#### Given entries
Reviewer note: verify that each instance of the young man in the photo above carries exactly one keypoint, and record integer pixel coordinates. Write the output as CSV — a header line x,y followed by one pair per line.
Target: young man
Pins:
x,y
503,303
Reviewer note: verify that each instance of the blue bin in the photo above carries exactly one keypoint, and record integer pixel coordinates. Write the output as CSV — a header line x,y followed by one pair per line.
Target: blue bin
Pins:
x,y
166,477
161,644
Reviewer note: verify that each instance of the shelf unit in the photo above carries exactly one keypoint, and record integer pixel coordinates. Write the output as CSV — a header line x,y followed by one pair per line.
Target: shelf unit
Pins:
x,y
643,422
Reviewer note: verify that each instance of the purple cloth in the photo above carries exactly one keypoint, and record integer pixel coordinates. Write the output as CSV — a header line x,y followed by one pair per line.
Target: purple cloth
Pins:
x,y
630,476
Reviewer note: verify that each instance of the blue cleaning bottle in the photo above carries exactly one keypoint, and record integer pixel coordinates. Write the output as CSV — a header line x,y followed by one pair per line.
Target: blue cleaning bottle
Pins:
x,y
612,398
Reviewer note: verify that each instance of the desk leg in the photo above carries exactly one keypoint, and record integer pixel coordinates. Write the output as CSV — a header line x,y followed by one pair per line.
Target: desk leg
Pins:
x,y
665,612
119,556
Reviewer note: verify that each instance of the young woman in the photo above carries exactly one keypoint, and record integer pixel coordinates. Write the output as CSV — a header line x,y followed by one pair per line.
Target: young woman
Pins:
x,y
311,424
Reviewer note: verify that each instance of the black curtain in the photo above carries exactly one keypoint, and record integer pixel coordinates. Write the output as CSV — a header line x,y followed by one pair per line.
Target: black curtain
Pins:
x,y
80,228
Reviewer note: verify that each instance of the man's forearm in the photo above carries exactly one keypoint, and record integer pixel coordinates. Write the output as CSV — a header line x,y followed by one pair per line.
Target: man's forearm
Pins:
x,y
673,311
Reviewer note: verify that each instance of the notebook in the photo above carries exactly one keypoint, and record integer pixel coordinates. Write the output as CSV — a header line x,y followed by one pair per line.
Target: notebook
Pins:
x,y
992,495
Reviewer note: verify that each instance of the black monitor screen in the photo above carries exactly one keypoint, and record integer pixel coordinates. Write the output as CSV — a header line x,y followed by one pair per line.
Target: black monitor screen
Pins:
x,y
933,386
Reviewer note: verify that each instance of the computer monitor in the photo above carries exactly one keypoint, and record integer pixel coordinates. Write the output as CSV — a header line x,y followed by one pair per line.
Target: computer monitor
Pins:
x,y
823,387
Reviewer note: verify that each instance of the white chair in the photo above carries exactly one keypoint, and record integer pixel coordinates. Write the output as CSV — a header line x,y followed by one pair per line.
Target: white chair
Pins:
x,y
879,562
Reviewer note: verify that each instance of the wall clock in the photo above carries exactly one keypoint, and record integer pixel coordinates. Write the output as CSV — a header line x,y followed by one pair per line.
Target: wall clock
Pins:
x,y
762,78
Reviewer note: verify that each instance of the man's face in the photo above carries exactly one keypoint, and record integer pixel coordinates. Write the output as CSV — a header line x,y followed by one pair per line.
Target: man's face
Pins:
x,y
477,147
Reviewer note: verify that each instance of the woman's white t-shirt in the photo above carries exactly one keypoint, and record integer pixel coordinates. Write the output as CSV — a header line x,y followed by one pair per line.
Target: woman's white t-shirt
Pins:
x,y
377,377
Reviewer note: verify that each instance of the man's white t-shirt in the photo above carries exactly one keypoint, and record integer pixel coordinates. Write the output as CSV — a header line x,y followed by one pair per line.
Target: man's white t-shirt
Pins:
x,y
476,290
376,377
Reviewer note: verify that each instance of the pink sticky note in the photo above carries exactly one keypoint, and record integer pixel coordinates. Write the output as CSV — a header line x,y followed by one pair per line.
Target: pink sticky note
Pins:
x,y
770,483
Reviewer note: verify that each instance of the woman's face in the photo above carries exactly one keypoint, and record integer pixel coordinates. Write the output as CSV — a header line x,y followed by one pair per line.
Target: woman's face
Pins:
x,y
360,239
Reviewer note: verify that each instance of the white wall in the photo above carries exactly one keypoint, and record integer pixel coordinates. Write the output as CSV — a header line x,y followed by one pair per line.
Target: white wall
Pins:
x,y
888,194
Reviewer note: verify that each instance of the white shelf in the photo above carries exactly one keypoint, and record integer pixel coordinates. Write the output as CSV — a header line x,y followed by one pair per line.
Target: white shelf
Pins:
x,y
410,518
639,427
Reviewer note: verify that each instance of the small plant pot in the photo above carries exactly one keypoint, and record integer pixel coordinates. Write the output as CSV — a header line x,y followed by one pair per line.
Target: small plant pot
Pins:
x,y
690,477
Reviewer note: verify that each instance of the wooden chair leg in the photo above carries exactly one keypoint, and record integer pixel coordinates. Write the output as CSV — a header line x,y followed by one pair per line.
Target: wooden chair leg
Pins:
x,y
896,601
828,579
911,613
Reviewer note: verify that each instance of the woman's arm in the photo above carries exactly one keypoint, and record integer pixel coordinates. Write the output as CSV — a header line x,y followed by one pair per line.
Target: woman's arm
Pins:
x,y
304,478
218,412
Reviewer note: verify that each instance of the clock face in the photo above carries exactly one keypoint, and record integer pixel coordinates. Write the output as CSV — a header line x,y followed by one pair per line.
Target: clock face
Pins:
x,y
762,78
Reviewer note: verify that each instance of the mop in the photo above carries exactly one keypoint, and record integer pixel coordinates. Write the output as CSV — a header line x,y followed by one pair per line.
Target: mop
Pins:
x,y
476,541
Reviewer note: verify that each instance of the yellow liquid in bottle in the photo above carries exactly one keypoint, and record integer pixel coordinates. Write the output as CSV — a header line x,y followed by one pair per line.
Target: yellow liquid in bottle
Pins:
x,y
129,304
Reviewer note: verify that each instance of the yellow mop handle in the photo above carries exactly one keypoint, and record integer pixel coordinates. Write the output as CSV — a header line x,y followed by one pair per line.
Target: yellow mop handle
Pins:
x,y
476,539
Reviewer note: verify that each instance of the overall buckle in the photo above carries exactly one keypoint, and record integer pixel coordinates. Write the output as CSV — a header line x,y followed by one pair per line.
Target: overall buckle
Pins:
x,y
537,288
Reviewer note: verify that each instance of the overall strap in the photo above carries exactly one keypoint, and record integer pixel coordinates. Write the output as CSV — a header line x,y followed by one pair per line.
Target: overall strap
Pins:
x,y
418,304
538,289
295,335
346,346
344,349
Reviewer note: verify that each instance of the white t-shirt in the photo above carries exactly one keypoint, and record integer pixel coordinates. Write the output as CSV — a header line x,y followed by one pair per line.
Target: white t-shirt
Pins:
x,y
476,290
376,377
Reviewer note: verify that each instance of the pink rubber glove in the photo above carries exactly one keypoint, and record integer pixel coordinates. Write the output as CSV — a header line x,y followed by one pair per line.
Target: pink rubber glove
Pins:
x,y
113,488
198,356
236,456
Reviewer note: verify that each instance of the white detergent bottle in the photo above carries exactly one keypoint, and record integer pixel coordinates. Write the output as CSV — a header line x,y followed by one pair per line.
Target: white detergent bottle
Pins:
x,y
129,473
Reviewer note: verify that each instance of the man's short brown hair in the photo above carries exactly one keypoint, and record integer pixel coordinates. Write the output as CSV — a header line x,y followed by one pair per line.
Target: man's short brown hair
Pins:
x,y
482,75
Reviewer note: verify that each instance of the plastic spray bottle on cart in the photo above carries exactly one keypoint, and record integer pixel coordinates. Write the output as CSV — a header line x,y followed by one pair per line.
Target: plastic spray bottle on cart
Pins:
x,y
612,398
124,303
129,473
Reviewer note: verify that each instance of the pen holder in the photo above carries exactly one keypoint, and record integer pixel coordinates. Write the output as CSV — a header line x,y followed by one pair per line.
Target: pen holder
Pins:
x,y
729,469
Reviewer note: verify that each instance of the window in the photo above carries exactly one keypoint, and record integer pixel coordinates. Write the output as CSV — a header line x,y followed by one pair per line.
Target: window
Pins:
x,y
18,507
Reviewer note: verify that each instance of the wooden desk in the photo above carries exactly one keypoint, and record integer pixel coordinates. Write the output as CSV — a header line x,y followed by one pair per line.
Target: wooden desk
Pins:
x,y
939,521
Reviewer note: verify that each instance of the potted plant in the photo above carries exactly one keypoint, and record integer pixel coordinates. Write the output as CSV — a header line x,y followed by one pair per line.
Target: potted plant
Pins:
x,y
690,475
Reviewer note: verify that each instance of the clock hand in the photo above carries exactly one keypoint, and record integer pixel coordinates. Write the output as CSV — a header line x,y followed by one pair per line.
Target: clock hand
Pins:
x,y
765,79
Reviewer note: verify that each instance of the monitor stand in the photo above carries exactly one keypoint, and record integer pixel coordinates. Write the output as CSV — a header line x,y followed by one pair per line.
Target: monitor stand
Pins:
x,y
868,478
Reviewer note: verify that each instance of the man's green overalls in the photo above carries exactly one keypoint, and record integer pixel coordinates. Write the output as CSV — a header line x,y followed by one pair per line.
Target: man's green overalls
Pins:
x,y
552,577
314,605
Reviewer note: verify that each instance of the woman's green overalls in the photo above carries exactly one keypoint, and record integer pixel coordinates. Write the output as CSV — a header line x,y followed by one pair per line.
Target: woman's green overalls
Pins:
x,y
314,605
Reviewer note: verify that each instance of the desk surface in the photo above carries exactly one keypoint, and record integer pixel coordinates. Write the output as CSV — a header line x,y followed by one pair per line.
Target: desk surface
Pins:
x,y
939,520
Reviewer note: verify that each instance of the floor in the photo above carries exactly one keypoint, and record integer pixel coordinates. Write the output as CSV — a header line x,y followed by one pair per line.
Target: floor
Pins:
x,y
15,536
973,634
########
▶ _Your objective_
Reproduce the data verbatim, beginning with the line that contains "Reviewer note: verify that each instance of the desk surface" and continuing through the last line of the data.

▶ _Answer to this task_
Reviewer note: verify that each instance of the desk surface in the photo above carries exactly one keypoint, and record integer pixel coordinates. Write the output as CSV — a header line x,y followed by one pair per line.
Target: desk surface
Pins:
x,y
939,520
Reviewer note: verify that each instance of the floor in the photo above carries exactly one keypoint, and record integer pixel coordinates. Write the output as CSV — a header line x,y followed by one pair per line.
Target: floor
Pins:
x,y
15,536
973,634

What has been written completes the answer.